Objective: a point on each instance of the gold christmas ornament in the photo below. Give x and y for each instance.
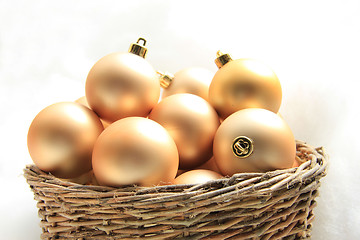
(243, 83)
(135, 150)
(83, 101)
(61, 138)
(121, 85)
(192, 123)
(197, 176)
(194, 80)
(253, 140)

■ REQUIREMENT ■
Output the lines above as a JSON list of strings, one string per line, omitting blank lines and the picture.

■ CORRECT RESULT ■
[
  "Objective: a point on each instance of the gold christmas ornament in the photo below. Give x and y for each instance.",
  "(243, 83)",
  "(135, 150)",
  "(83, 101)",
  "(61, 138)",
  "(121, 85)",
  "(192, 123)",
  "(197, 176)",
  "(194, 80)",
  "(253, 140)"
]